**** SELECTED PASSAGE ****

Re: [OMPI users] Fw: system() call corrupts MPI processes

2012-01-19 Thread Ralph Castain
That is bizarre. Afraid you have me stumped here - I can't think why an action 
in the perl script would trigger an action in OMPI. If your OMPI proc doesn't 
in any way read the info in "log" (using your example), does it still have a 
problem? In other words, if the perl script still executes a system command, 
but the OMPI proc doesn't interact with it in any way, does the problem persist?

What I'm searching for is the connection. If your OMPI proc reads the results 
of that system command, then it's possible that something in your app is 
corrupting memory during the read operation - e.g., you are reading in more 
info than you have allocated memory.


On Jan 19, 2012, at 7:33 PM, Randolph Pullen wrote:

> FYI
> - Forwarded Message -
> From: Randolph Pullen 
> To: Jeff Squyres  
> Sent: Friday, 20 January 2012 12:45 PM
> Subject: Re: [OMPI users] system() call corrupts MPI processes
> 
> I'm using TCP on 1.4.1 (its actually IPoIB)

**** STORED DATA ****

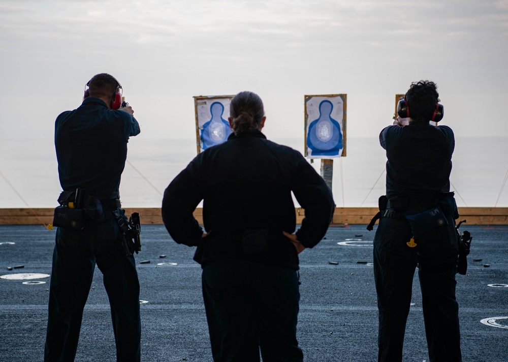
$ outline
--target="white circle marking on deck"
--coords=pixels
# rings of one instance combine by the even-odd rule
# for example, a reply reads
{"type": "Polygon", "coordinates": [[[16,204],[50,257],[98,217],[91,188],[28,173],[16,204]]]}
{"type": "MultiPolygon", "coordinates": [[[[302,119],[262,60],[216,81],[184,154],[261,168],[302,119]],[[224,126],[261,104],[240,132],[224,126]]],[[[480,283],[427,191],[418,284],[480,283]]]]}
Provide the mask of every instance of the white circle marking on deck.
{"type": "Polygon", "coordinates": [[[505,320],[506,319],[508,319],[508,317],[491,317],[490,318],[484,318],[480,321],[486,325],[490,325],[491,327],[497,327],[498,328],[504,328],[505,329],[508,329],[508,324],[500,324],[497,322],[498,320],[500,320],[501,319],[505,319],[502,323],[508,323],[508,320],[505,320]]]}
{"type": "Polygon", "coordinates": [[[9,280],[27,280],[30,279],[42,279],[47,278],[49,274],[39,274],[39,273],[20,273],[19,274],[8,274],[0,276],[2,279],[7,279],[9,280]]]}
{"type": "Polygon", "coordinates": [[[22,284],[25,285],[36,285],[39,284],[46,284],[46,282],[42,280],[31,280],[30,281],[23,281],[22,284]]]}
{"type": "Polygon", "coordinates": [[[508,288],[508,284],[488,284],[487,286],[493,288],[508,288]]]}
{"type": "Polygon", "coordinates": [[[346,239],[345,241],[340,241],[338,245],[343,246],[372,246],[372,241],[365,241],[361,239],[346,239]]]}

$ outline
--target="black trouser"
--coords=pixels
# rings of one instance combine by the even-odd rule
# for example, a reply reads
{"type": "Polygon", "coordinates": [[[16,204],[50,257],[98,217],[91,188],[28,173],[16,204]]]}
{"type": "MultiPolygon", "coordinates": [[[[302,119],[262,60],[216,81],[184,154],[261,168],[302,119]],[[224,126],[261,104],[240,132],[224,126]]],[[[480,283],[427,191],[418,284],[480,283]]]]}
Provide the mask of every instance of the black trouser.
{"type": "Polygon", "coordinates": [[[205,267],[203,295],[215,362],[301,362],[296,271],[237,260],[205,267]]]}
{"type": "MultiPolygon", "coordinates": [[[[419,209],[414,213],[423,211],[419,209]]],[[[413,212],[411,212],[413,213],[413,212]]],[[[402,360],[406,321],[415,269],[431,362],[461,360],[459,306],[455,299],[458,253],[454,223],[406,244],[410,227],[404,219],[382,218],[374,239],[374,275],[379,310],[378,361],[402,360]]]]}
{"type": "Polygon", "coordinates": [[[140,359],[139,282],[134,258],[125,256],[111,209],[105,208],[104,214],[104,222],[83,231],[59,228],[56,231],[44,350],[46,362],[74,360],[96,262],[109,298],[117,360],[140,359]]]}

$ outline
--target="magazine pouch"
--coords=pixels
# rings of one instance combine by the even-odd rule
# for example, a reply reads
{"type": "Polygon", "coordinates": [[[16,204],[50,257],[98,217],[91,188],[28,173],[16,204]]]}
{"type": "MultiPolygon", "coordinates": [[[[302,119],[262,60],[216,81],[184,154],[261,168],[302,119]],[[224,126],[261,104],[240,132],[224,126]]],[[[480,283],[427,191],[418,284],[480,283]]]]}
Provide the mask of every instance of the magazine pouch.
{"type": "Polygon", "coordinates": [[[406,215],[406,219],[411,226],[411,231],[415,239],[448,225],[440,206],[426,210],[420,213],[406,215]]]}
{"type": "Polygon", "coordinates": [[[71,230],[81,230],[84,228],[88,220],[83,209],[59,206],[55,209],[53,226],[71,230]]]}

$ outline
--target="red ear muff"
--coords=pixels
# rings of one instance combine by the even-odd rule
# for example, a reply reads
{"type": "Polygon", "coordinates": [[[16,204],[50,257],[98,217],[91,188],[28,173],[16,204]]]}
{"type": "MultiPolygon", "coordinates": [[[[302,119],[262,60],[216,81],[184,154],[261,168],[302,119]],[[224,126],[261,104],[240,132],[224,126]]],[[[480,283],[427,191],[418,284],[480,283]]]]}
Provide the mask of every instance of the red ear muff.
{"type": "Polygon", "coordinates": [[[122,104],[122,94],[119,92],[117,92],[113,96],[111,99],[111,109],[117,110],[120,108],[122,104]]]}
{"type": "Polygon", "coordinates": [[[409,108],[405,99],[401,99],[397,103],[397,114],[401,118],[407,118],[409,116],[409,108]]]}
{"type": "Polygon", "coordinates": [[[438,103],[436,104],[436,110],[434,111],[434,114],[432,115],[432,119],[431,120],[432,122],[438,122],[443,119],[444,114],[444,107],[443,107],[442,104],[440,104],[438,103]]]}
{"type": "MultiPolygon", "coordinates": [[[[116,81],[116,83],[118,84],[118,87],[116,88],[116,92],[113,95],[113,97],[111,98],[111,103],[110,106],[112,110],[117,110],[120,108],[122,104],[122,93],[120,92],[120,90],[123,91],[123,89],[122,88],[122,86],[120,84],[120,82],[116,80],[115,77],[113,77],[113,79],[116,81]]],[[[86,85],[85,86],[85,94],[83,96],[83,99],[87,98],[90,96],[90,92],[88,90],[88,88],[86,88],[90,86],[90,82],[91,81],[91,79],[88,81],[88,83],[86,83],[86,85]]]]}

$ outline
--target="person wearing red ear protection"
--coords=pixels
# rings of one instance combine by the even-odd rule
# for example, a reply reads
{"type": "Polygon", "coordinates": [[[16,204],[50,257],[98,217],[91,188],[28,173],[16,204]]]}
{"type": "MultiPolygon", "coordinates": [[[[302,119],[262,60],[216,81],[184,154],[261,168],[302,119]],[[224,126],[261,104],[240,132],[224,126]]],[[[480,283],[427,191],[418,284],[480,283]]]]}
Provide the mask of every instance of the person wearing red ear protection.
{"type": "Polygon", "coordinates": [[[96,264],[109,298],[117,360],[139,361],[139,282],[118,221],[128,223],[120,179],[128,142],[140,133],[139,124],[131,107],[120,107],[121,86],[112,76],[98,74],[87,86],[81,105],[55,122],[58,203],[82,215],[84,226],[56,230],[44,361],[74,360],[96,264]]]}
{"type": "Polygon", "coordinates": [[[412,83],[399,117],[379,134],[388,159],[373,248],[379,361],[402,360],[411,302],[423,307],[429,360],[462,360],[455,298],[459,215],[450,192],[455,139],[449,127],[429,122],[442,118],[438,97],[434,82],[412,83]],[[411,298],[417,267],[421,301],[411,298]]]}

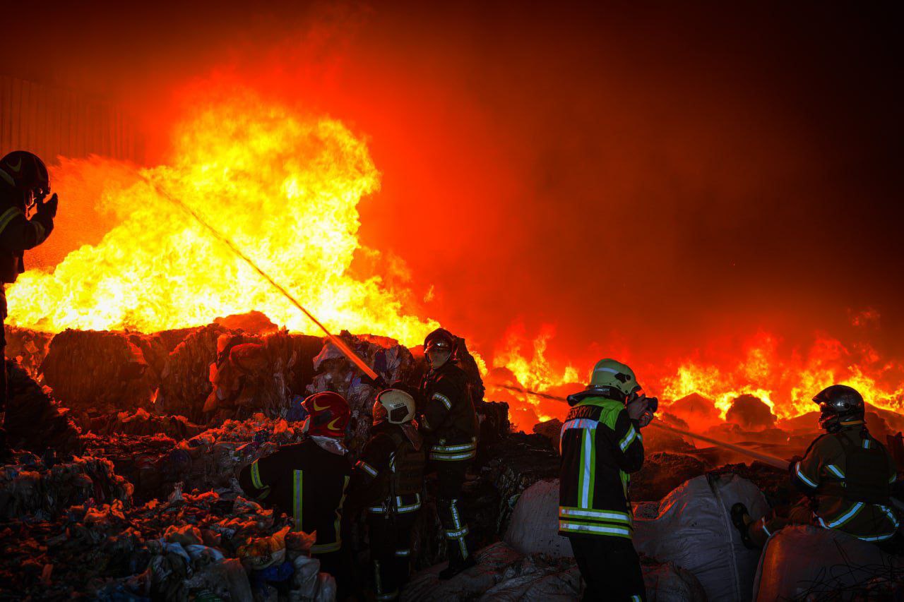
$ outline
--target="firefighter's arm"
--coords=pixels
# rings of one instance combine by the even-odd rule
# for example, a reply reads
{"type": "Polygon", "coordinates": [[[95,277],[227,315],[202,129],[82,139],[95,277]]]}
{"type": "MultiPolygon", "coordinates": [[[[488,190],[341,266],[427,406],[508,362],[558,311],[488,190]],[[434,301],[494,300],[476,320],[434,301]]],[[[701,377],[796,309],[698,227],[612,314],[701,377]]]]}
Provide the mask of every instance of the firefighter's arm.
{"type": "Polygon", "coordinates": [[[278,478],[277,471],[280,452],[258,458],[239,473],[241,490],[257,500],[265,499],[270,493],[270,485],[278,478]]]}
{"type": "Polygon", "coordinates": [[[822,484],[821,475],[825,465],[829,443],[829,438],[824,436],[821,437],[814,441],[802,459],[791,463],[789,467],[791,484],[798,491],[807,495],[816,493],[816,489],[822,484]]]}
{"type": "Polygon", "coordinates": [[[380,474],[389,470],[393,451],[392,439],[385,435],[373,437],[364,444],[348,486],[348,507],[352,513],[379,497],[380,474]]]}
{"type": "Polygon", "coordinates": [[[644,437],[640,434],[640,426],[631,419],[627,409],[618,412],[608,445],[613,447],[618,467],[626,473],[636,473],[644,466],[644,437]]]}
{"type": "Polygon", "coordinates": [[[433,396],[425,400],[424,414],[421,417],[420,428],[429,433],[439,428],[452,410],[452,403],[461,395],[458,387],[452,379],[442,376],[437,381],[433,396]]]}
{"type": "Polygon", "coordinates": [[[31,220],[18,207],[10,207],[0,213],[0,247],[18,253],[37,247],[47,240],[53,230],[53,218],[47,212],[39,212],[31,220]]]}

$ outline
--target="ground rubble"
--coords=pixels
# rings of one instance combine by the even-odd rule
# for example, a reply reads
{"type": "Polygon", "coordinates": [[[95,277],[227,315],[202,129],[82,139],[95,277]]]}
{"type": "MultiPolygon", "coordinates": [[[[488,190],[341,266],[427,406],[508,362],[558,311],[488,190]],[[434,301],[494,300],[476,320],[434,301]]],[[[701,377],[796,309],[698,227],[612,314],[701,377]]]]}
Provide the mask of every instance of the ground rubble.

****

◆ WHAT IS ASKED
A) In the mailing-list thread about the system() call, what example does Ralph Castain give of how the app could corrupt memory during the read operation?
B) Pick up the mailing-list thread about the system() call and continue it after its last line.
The records have no connection to the mailing-list thread about the system() call.

◆ RESULTS OF THE EXERCISE
A) The app could be reading in more info than it has allocated memory for.

B)
> OpenIB is compiled in.
> Note that these nodes are containers running in OpenVZ where IB is not 
> available.  there may be some SDP running in system level routines on the VH 
> but this is unlikely.
> OpenIB is not available to the VMs.  they happily get TCP services from the VH
> In any case, the problem still occurs if I use: --mca btl tcp,self
> 
> I have traced the perl code and observed that OpenMPI gets confused whenever 
> the perl program executes a system command itself
> eg:
> `command 2>&1 1> log`;
> 
> This probably narrows it down (I hope)
> From: Jeff Squyres 
> To: Randolph Pullen ; Open MPI Users 
>  
> Sent: Friday, 20 January 2012 1:52 AM
> Subject: Re: [OMPI users] system() call corrupts MPI processes
> 
> Which network transport are you using, and what version of Open MPI are you 
> using?  Do you have OpenFabrics support compiled into your Open MPI 
> installation?
> 
> If you're just using TCP and/or shared memory, I can't think of a reason 
> immediately as to why this wouldn't work, but there may be a subtle 
> interaction in there somewhere that causes badness (e.g., memory corruption).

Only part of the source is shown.